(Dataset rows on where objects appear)

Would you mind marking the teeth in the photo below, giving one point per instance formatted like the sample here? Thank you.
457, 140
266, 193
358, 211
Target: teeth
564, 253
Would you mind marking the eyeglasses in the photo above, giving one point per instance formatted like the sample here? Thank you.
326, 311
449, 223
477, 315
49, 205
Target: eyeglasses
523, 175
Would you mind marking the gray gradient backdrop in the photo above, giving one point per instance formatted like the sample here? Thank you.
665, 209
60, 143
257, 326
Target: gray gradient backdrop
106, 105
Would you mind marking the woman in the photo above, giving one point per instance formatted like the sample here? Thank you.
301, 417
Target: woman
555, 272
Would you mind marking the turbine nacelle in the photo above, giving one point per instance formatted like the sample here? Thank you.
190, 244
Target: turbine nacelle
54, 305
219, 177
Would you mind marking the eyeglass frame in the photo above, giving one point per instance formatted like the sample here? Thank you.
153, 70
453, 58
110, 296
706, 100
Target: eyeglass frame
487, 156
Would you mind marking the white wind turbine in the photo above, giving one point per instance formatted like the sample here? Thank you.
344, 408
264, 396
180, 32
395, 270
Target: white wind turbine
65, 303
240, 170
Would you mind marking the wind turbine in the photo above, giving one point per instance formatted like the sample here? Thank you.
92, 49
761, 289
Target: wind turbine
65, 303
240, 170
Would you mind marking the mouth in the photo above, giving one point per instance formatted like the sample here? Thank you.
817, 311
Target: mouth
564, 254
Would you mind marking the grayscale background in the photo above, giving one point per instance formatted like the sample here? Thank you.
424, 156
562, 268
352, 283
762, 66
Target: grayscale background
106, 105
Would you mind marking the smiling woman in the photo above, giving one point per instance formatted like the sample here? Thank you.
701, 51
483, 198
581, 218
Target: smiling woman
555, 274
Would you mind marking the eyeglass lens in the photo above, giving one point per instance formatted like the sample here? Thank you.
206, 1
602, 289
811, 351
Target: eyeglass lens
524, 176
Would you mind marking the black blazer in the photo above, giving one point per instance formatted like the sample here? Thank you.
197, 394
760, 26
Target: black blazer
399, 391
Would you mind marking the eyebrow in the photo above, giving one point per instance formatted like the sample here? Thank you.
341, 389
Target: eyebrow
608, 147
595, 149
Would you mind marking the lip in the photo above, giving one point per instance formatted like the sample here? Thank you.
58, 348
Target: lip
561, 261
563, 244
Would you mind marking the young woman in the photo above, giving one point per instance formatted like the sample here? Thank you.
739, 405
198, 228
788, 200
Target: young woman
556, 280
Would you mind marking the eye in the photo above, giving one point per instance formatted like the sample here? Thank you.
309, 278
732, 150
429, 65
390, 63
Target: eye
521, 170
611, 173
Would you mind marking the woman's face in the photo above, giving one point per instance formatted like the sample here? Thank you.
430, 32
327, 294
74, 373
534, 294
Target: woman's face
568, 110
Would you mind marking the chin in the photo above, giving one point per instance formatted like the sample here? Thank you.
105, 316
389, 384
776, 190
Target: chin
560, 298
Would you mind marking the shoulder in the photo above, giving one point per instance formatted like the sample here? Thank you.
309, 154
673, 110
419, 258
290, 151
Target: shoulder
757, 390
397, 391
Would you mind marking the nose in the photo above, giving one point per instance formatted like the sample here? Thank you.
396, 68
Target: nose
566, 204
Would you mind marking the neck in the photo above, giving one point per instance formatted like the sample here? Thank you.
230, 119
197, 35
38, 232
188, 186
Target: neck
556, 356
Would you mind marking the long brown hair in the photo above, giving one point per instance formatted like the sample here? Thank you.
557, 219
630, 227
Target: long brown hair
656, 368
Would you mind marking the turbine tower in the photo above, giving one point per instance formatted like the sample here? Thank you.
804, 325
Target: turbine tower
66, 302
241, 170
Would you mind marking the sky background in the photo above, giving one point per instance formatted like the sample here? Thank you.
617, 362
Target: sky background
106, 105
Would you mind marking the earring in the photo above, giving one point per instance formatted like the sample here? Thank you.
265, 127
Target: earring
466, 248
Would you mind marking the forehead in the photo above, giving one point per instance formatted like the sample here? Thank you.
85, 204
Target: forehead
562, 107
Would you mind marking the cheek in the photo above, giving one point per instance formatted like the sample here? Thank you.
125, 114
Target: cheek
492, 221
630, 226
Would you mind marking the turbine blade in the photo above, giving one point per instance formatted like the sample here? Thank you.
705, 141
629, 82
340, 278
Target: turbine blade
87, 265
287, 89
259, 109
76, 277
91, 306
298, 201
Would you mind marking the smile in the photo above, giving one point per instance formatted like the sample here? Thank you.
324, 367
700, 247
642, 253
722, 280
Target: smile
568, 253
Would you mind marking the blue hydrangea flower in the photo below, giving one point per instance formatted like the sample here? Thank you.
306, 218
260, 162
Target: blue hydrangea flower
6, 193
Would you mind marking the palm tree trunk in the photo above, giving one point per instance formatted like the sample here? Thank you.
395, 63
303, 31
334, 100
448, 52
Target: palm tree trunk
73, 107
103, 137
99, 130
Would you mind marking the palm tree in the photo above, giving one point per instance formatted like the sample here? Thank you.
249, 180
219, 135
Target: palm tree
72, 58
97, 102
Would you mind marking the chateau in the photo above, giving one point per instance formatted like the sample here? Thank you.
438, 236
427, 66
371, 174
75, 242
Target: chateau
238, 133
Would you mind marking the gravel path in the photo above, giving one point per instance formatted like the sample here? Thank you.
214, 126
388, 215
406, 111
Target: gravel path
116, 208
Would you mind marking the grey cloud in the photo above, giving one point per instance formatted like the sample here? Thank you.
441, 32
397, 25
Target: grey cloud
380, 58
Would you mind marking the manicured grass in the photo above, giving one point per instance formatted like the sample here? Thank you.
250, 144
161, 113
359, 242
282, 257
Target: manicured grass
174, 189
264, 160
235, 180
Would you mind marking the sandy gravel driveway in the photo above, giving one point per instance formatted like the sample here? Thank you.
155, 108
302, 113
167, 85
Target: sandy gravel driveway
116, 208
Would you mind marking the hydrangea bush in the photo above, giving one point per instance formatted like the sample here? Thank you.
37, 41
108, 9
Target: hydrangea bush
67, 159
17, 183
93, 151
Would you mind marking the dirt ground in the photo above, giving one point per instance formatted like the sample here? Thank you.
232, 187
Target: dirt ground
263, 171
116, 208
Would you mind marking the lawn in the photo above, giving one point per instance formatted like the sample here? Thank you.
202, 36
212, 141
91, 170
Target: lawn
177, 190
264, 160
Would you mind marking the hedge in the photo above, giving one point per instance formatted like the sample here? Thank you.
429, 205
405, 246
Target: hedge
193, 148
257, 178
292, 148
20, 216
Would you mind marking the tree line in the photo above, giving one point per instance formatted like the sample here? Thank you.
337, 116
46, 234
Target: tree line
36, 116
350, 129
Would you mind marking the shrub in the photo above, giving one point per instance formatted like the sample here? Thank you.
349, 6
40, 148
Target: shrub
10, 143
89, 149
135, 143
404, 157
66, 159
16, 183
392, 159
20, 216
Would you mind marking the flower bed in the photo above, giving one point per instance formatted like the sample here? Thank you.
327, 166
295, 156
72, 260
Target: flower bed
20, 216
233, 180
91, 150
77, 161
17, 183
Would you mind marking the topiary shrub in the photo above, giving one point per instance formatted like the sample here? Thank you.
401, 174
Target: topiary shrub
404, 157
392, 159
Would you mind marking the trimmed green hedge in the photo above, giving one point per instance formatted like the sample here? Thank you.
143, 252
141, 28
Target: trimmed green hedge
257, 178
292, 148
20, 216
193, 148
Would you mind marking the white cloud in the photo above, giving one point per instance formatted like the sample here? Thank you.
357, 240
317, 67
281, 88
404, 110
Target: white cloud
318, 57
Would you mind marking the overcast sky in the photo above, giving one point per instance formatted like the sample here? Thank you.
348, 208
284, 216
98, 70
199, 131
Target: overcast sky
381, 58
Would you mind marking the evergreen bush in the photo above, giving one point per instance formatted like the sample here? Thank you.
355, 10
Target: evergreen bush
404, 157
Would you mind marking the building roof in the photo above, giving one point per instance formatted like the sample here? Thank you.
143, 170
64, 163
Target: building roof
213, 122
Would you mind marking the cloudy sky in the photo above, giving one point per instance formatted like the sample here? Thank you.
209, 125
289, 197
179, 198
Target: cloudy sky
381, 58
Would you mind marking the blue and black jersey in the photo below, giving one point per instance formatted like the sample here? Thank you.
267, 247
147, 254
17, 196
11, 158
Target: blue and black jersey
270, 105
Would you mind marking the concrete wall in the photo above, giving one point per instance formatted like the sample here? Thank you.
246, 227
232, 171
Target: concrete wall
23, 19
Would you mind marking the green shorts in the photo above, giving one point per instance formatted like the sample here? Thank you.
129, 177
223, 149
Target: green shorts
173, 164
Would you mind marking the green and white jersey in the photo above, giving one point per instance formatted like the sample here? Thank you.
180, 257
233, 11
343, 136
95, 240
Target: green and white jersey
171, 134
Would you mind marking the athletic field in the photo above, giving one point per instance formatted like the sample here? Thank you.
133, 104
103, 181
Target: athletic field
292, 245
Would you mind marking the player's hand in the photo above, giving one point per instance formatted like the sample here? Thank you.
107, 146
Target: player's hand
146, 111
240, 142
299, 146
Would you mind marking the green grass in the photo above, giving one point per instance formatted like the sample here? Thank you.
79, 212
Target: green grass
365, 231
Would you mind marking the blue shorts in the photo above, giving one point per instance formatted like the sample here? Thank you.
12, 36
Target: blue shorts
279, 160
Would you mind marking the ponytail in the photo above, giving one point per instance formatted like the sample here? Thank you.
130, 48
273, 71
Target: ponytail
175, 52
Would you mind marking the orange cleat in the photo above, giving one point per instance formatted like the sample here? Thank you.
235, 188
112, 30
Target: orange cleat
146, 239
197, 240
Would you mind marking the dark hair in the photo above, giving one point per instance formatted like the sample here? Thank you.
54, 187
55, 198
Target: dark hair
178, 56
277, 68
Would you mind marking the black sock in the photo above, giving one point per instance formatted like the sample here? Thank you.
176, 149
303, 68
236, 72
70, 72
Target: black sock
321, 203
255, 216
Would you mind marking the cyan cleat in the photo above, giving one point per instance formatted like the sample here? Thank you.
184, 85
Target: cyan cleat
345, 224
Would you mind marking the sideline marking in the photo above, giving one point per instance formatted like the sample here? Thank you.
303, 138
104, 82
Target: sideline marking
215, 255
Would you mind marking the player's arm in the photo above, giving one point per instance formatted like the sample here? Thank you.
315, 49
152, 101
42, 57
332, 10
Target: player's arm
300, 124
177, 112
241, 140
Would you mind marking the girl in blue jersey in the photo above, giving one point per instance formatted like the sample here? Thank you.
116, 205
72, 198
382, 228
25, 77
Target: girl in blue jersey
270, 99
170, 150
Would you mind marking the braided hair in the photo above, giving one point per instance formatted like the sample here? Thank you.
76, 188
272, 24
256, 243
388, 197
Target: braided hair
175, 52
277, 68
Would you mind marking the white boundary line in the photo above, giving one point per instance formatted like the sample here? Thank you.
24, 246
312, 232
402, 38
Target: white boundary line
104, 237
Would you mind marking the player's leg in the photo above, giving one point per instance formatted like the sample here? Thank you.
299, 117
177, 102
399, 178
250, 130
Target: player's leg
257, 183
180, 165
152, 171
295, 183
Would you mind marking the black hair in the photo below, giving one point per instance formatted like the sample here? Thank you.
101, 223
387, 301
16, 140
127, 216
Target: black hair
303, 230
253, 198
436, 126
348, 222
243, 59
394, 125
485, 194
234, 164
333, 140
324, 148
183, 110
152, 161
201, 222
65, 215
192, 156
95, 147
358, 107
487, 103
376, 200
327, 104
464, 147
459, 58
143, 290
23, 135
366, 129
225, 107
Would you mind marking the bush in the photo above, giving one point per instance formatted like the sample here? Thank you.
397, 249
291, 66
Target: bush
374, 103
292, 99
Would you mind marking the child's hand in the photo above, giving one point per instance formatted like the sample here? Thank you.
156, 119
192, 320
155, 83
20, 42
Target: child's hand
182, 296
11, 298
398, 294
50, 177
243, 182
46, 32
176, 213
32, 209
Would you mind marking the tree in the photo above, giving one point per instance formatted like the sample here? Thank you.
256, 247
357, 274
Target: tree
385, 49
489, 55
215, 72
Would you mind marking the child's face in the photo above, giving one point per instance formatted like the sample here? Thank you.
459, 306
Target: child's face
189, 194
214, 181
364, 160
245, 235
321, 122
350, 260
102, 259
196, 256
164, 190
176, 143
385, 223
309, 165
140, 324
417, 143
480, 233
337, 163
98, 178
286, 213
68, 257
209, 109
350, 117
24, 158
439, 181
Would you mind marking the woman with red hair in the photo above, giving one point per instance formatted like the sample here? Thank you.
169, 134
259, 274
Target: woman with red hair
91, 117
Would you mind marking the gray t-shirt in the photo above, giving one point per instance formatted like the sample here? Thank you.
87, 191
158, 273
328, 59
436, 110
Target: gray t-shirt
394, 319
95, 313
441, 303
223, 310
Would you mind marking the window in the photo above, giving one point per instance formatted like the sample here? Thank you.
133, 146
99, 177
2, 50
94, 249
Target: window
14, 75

→ Exercise
Exactly reproduce the lines beginning with the one that contains "Would you mind marking the bush" and ending with the last line of the material, both included. Leave out everything else.

→ Response
Would you mind marking the bush in the photo above, giving one point per instance formatted like the sample here? Thank you.
397, 249
291, 66
Target: bush
374, 103
292, 99
Would you mind marking the child's hand in the photo above, giving one point per instance formatted like the sample here? Thank you.
156, 119
192, 320
155, 83
20, 42
Target: child's hand
182, 296
11, 298
398, 294
50, 177
243, 182
46, 32
176, 213
32, 209
Would you mind marking the tree in the photo above, giving one point per instance formatted like the sample here? Thank you.
256, 247
357, 274
Target: tree
385, 49
489, 55
215, 72
Would you mind marking the child's face in the photo above, giving one point per instance formatted like the sample here? Thank you.
459, 306
Target: child's face
189, 194
214, 181
364, 160
245, 235
321, 122
350, 260
102, 259
196, 256
164, 190
176, 143
385, 223
309, 165
140, 324
417, 143
480, 233
337, 163
98, 178
286, 213
68, 257
209, 109
350, 117
24, 158
439, 181
Would you mind marking the woman with red hair in the photo above, giving one point per instance formatted like the sample here? Thank you.
169, 134
259, 274
Target: woman with red hair
91, 117
Would you mind marking the gray t-shirt in the photo above, giving one point per instance formatted like the sample here? Thank you.
87, 191
158, 273
328, 59
436, 110
Target: gray t-shirt
394, 319
95, 313
441, 303
223, 310
Would you mind marking the window in the photo above, giving one point per instance formatted like the sample here? Thank you.
133, 146
99, 177
2, 50
94, 249
Target: window
14, 75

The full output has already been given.